• _EXERCISE BRIEF_: List every line of the records below that contains the word "wooden", copying each such line in full. Case counts.

• _DATA EXCERPTS_:
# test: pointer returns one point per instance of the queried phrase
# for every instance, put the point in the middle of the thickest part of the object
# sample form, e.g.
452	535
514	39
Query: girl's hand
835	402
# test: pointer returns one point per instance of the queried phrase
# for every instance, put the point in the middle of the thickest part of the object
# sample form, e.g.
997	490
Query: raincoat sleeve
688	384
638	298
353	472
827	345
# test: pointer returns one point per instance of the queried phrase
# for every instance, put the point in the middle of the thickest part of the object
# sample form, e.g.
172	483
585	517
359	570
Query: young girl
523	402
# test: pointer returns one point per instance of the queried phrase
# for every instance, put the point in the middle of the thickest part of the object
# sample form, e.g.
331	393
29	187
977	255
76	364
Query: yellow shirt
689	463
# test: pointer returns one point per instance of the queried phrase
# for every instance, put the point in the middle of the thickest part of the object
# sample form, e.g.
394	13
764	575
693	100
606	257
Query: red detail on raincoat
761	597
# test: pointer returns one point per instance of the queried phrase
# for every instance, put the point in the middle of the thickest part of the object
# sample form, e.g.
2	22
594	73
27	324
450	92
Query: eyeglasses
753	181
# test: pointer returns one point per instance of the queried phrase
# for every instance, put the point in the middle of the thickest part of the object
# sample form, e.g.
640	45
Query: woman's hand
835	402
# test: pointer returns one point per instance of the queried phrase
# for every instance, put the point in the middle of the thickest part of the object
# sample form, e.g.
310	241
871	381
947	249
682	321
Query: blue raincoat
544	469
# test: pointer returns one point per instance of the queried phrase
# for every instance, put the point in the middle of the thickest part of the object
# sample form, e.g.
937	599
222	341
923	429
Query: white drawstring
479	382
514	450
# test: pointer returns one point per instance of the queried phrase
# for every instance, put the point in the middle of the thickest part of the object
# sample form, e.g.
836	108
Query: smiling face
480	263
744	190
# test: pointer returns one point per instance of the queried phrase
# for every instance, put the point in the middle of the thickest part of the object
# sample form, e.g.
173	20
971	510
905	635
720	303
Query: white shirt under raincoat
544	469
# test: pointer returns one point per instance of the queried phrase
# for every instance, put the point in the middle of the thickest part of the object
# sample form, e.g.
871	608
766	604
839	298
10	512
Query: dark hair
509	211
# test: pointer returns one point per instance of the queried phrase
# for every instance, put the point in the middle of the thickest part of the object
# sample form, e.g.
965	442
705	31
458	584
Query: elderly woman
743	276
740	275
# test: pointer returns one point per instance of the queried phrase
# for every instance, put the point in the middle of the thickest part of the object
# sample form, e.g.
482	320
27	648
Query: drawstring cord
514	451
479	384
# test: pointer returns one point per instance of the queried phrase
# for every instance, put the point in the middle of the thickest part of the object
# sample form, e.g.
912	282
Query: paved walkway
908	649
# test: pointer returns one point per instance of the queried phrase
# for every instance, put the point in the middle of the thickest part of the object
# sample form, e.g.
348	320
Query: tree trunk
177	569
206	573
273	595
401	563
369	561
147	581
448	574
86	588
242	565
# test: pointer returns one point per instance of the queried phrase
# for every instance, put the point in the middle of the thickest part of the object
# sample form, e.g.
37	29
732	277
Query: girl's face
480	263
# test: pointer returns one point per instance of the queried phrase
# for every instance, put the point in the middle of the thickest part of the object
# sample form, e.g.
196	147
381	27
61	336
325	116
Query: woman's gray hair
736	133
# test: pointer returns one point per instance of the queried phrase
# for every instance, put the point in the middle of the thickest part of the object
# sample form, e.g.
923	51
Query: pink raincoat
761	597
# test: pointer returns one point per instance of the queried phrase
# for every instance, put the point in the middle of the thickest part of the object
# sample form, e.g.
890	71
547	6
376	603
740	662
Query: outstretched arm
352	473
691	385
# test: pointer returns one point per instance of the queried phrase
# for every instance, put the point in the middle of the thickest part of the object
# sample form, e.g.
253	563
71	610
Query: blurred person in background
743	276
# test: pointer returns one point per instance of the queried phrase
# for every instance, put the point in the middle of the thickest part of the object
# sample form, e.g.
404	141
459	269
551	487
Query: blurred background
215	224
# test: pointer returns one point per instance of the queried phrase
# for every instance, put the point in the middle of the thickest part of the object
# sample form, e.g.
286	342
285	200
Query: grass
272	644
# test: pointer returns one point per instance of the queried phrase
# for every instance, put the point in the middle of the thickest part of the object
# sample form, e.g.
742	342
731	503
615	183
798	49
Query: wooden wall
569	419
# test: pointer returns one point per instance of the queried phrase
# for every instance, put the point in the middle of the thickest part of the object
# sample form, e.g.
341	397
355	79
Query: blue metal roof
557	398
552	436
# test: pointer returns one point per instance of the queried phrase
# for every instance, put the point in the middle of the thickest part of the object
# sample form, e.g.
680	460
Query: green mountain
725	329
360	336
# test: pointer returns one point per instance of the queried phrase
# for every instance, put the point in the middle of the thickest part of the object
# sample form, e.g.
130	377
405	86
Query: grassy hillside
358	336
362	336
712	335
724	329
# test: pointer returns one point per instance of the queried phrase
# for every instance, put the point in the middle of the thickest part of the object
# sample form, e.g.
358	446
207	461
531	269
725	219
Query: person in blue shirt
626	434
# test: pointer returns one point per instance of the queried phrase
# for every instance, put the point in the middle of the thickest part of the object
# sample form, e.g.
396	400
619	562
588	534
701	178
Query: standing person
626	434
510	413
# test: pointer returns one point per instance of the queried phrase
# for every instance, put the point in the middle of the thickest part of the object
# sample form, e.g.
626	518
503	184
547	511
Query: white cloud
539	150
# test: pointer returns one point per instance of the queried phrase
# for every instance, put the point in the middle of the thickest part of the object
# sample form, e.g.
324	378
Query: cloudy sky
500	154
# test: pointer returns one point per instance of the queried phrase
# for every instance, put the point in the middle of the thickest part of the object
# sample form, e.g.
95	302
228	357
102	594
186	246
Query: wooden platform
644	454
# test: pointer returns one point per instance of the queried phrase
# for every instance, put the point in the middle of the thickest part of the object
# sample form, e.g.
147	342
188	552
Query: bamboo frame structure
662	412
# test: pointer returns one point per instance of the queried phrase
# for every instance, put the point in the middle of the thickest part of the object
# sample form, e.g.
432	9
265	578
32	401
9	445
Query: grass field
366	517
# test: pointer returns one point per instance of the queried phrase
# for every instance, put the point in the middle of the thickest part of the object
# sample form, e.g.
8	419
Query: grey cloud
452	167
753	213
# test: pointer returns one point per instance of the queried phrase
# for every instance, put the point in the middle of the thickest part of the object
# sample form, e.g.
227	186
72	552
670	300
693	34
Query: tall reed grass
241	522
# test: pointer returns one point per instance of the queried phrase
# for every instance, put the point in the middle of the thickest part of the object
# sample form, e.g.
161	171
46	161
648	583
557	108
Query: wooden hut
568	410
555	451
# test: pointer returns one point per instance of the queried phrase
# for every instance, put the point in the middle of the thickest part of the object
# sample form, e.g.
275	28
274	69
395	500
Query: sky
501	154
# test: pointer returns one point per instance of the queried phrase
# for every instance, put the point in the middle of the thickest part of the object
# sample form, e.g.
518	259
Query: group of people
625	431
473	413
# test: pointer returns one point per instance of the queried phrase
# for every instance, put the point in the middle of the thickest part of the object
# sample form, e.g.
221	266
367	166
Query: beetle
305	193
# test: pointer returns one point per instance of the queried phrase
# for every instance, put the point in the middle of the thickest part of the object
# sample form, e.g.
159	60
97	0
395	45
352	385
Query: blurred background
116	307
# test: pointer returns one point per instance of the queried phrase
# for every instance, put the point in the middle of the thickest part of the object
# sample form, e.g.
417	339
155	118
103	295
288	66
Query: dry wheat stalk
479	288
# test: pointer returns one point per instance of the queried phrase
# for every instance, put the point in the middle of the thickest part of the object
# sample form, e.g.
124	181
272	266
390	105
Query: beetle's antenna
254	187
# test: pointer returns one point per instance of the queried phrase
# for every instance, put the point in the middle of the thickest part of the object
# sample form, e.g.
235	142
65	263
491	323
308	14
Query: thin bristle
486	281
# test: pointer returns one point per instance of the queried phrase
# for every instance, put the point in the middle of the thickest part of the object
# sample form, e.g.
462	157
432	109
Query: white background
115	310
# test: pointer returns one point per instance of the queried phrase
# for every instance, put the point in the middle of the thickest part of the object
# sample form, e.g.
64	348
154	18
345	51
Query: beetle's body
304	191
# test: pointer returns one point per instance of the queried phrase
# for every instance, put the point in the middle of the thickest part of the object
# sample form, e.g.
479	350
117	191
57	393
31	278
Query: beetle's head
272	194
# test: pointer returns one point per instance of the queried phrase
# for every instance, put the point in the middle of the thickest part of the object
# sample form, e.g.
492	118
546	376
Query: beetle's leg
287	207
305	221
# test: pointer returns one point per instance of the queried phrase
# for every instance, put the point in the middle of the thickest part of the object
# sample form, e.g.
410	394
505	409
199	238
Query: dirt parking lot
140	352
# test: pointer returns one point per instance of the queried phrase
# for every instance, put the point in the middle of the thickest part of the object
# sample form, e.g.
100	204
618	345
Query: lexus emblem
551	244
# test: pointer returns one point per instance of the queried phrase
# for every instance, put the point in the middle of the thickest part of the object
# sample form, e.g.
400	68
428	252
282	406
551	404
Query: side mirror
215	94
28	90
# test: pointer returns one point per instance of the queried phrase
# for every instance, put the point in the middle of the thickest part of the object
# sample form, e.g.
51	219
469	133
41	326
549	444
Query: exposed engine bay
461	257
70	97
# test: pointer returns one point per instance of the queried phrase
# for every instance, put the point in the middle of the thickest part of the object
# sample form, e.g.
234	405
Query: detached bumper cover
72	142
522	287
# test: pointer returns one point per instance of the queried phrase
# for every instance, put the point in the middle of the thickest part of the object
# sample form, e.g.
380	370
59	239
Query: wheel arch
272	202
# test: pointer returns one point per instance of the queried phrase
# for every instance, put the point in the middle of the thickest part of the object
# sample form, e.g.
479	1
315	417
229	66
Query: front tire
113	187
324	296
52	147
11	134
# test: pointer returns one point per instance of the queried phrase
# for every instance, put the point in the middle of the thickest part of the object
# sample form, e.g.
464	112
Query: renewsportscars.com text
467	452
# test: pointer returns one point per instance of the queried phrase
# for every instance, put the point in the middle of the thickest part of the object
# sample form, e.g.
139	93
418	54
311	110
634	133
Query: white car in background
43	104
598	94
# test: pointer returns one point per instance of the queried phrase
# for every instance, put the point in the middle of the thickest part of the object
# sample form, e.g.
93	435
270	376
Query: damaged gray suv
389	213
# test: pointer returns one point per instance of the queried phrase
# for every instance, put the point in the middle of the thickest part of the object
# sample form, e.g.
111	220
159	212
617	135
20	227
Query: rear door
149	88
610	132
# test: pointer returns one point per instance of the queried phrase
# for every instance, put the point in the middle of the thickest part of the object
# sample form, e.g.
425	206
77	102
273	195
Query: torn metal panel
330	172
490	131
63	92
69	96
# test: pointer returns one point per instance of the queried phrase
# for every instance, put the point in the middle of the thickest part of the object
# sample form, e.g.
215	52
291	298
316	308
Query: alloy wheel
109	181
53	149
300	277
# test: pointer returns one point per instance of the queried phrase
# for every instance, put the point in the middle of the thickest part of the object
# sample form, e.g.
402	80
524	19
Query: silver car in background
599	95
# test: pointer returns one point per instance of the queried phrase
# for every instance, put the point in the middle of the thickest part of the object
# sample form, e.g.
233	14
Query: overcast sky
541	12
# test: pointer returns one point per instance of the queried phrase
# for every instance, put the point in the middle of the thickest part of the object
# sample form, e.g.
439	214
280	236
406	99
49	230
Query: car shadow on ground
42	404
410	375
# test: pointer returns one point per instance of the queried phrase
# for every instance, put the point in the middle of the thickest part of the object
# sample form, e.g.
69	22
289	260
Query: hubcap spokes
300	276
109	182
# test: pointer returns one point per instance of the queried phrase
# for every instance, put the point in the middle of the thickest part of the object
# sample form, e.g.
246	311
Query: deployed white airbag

• _OUTPUT_:
Query: wooden wall
Query: wooden platform
Query: wooden hut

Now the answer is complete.